# Location identification entries

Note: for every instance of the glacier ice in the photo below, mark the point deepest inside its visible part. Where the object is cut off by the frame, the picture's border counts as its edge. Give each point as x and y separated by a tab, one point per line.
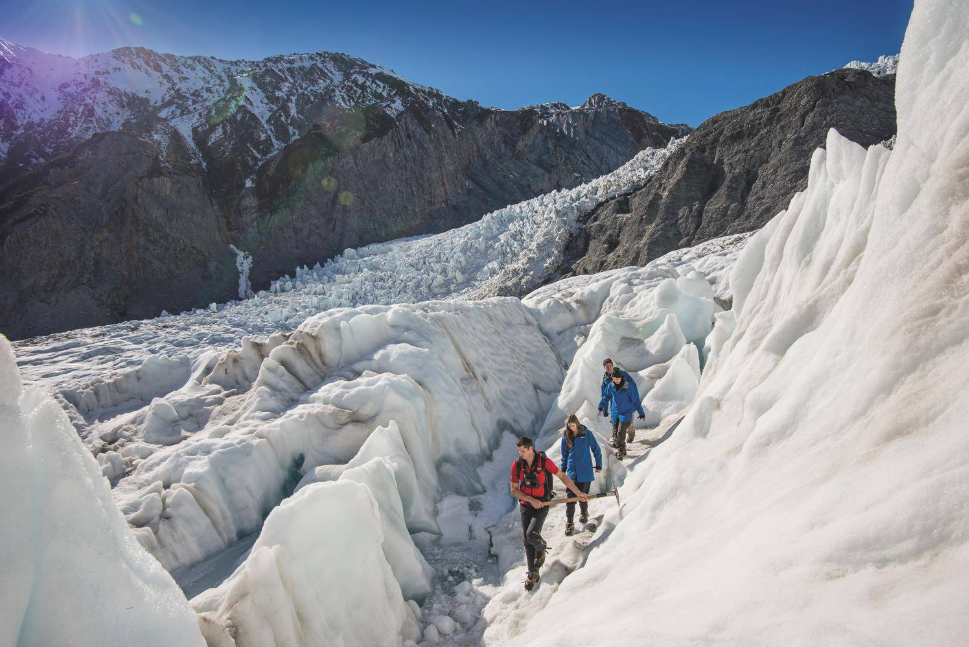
815	492
316	575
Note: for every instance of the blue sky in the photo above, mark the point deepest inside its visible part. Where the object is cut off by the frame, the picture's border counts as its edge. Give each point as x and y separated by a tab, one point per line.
682	61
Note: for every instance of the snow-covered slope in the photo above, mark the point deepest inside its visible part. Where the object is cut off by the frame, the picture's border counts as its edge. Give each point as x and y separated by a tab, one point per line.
513	247
884	66
70	570
508	251
816	491
405	400
66	100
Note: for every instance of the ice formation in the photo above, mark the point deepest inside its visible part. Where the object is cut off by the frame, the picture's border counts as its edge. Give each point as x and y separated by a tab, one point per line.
884	66
72	571
816	491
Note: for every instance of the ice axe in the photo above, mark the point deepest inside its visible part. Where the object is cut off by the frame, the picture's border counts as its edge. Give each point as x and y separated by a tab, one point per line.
573	499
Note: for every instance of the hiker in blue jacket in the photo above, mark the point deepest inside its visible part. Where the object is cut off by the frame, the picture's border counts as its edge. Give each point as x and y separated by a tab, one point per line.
622	397
579	446
610	367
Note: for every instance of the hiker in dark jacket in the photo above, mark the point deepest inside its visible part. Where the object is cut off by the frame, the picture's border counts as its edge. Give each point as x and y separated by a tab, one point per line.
622	397
579	446
610	367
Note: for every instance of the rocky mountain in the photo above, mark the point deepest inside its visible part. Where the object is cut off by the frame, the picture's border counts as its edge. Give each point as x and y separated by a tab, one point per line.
126	176
735	172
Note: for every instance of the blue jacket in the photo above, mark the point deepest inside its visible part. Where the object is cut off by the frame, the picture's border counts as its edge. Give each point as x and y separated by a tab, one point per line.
576	461
606	381
624	401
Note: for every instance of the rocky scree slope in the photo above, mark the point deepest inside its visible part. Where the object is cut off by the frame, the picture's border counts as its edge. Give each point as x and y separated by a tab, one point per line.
738	170
125	176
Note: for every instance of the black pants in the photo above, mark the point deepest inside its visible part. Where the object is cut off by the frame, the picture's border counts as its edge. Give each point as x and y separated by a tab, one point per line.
532	521
583	505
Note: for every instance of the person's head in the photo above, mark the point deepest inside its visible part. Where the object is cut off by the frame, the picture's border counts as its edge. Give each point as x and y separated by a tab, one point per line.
572	426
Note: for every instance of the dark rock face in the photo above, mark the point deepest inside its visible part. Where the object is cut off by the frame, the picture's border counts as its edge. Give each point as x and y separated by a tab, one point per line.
735	172
122	201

# AIM
Copy all of the records above word for word, leaving out the pictures.

# THE RESPONSE
Note: for every instance of the glacier ice in the photo below, mark the point deepest inside its visible part. Where the object is cut off by the frame, the picture's border counts as its edge. Give each point as x and y separated by a tab, one point per line.
815	492
316	575
Note: for every instance of the blue sky in the photo above, mark the point deepest inside its visible part. Where the object is cut off by the frame, the picture's border counts as its edge. Give each point as x and y separated by a tab, one point per line.
682	61
Note: for every instance of the snow-covered slope in the photo above, mark the point deepest inside its visible part. Where the object is cut off by the frame, the picture's border counts as its edge. Give each point as x and y separated by a tab, one point per line.
513	247
884	66
70	570
508	251
816	491
405	400
66	100
Note: for every instance of the ice formation in the photo above, mark the point deepest inside its visible part. Where the object is cut off by the frame, the picture's border counts as its edge. Give each point as x and y separated by a tab, one point per line.
884	66
72	571
816	491
Note: for every instance of the ice axe in the photo above, mark the point deepest inside its visible part. Where the object is cut off by the frame, the picture's border counts as its edge. Give each point as x and y separated by a tab, one point per line.
573	499
Note: for every instance of the hiker in blue jacket in the photo above, mark the point deepest inside its visible part. Where the object is cut off by the frame, the picture's border counts as its edge. Give each point as x and y separated by a tab, one point per line.
622	397
579	446
610	367
Note: for every instance of the hiker in dark jacket in the photo above, mark the point deepest inside its visible part. Where the object is cut off by the frame, the picture's border counts as its edge. Give each point as x and y separated by a tab, one point per line.
622	397
579	446
610	367
Note: for every instance of the rocky mountain in the photo above, mark the point deepest inside its visible part. Where the object is cut off by the frame, the picture's border counts as its edge. Give each point as x and y separated by a tab, one point per line.
126	176
735	172
Note: for every instance of the blue jacket in the photo above, mark the point deepest inside its visible part. Where the object is cut off by the frame, the picture's border counts as its edge. Give each point as x and y separated by a tab, one point per line.
576	461
606	381
624	401
Note: for every instance of the rocky scree slope in the photo above, mark the point deepest inside its visible part. Where the object is cut off by the frame, the picture's border counts as its edge. Give each point as x and y separated by a tab, one point per line.
738	170
125	176
Note: for every instance of the black pants in the photo above, mark the point deepest inside its visible part. Where the object is cut off by the frame, the picture's border counts as its edge. Give each point as x and y separated by a tab, one point per line.
532	521
583	505
Note: for every instance of the person's head in the photo above, mark the point deepest inside its visible part. Where the object is cut off by the frame, the picture's border counts as its edge. Give each point as x and y separated by a tab, one point per line.
572	426
Note: for every instance of the dark rock face in the photo above, mark the point deepest inside its visible part. Where the object is cut off by the frame, the picture's border counts as its edge. Give each point as x and y separated by a tab, one point per line.
735	172
122	201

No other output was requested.